Find the line containing "Exercise. Point out every instance of the dark", then print it and each following line through the end of the records, exactly and with nothing added; leave out any pictures.

**** Recorded data ****

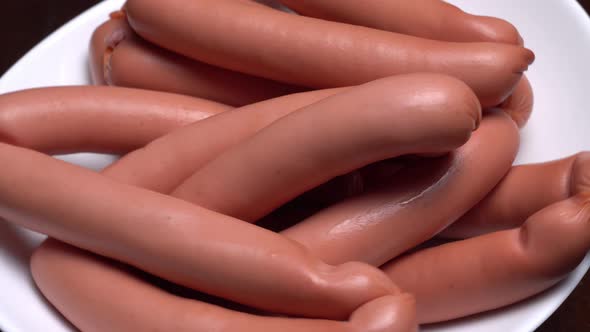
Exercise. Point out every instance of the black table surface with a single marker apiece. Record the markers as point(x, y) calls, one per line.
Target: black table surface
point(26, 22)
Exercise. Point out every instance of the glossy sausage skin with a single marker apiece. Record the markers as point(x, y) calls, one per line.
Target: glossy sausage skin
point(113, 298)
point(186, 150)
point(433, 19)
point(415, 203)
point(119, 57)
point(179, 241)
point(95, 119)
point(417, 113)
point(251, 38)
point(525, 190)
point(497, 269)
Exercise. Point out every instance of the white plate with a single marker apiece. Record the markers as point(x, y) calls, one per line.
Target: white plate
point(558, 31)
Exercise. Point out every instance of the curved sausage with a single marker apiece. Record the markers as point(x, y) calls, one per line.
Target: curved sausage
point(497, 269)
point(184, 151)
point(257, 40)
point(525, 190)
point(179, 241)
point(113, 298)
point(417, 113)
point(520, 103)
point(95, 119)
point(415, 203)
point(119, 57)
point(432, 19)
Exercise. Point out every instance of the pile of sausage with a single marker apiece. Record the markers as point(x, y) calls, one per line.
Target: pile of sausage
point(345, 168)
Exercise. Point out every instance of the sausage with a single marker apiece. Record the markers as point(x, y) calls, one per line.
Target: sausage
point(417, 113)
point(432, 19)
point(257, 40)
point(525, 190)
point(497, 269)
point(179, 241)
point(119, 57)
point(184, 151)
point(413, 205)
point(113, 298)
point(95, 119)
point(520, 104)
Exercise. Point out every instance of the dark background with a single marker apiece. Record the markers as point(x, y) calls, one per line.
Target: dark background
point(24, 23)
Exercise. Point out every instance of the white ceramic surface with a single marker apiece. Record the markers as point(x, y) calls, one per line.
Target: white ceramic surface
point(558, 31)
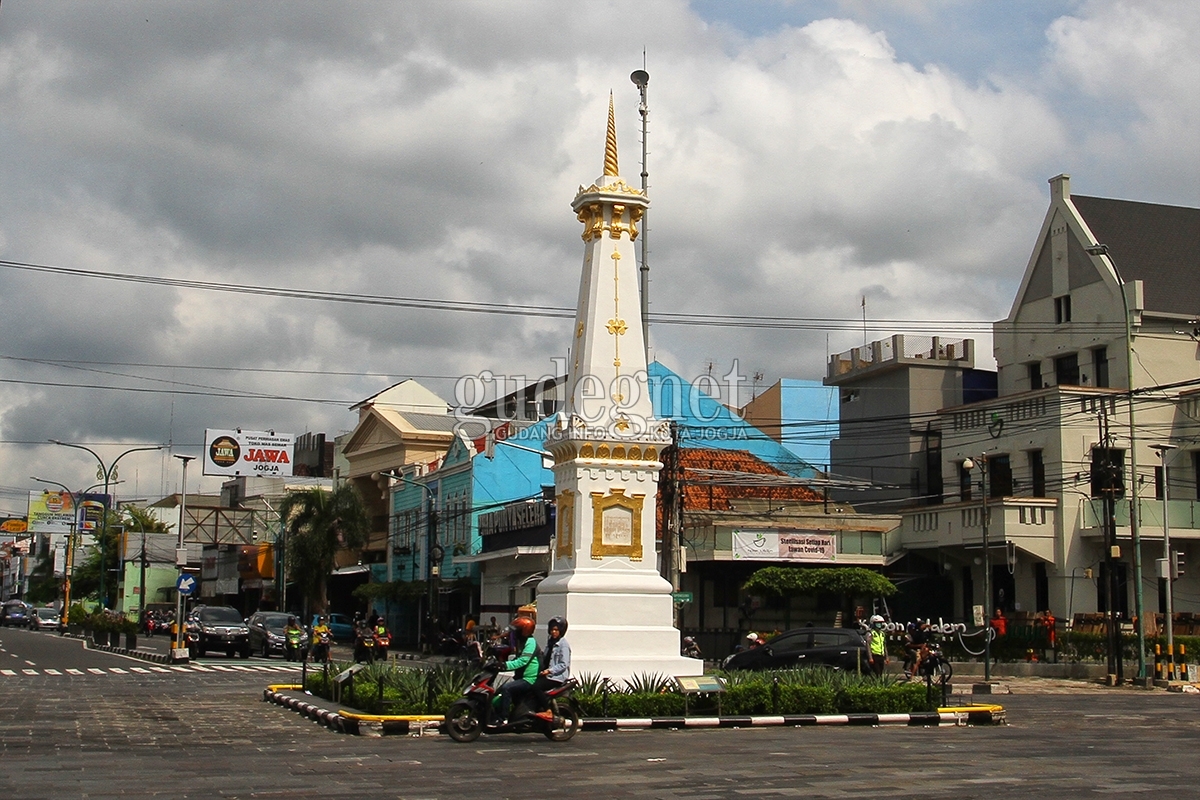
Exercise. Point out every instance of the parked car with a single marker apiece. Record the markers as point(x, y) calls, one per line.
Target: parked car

****

__Answer to the problem__.
Exercise. Point out every instance of the dark background with a single marker apiece. Record the markers as point(x, y) calls, one per line.
Target: dark background
point(24, 23)
Exercise. Point out every instance of the white ceramic surface with a single marker apiece. Record the markers as point(x, y) calls, one per line.
Target: white ceramic surface
point(558, 31)
Exercise. Point out every instance of the parked car with a single marker apiece. Record the markers as point(x, y) calls, one per line.
Target: parked car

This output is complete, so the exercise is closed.